● Task objective: List every line in the items below that contains the word "cloud", copying each line in full.

● Data for processing:
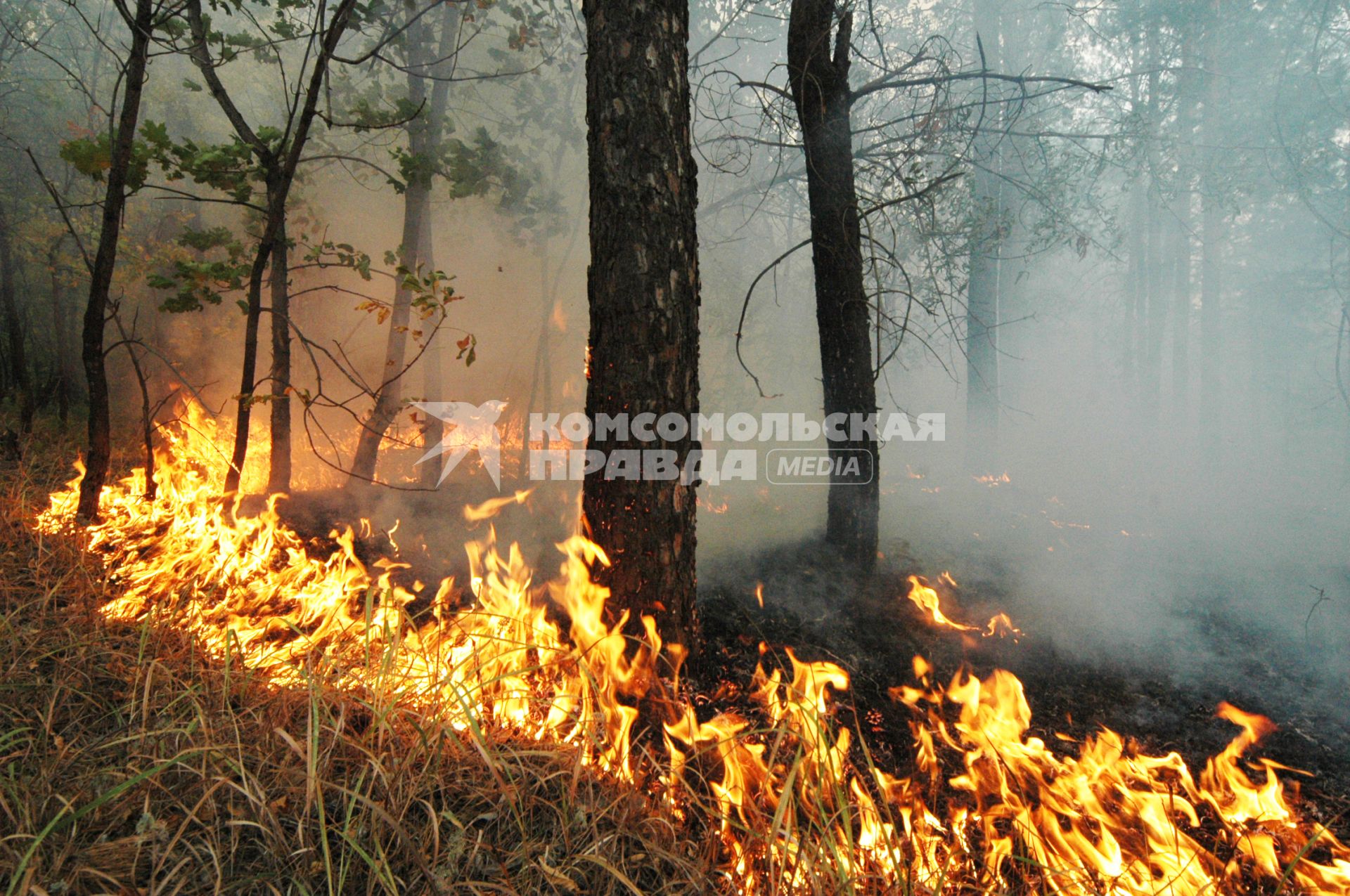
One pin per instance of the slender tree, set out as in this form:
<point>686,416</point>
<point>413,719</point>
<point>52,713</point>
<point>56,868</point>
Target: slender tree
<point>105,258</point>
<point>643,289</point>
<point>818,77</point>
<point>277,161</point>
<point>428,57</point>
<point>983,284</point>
==
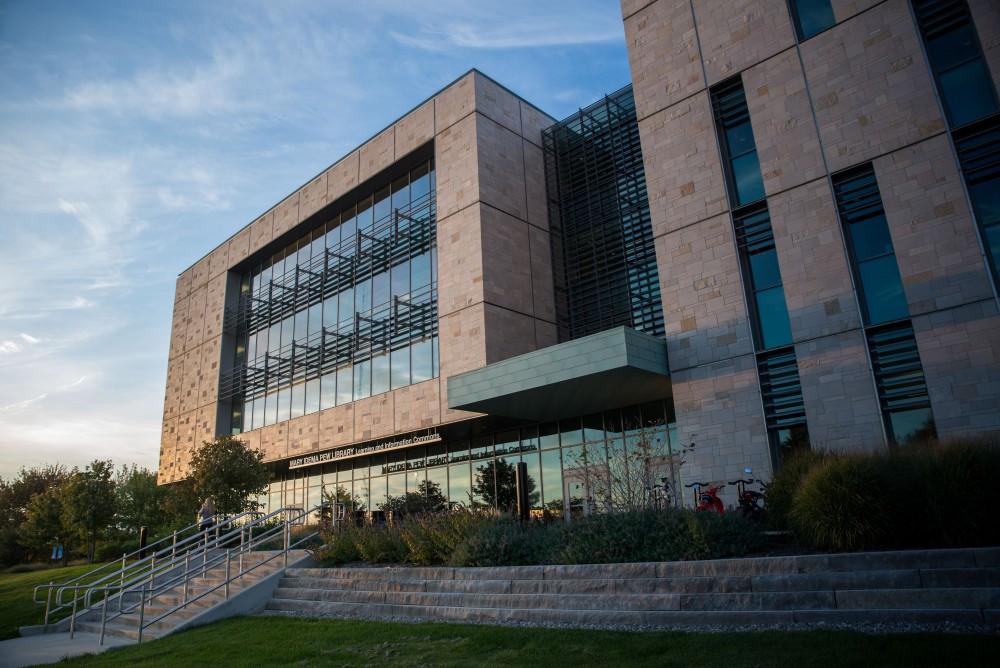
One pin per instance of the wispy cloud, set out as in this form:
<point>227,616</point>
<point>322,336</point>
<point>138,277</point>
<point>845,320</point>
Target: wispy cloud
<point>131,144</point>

● The completed task:
One pin per instance of the wispy cloud, set out as in this form:
Target: wispy cloud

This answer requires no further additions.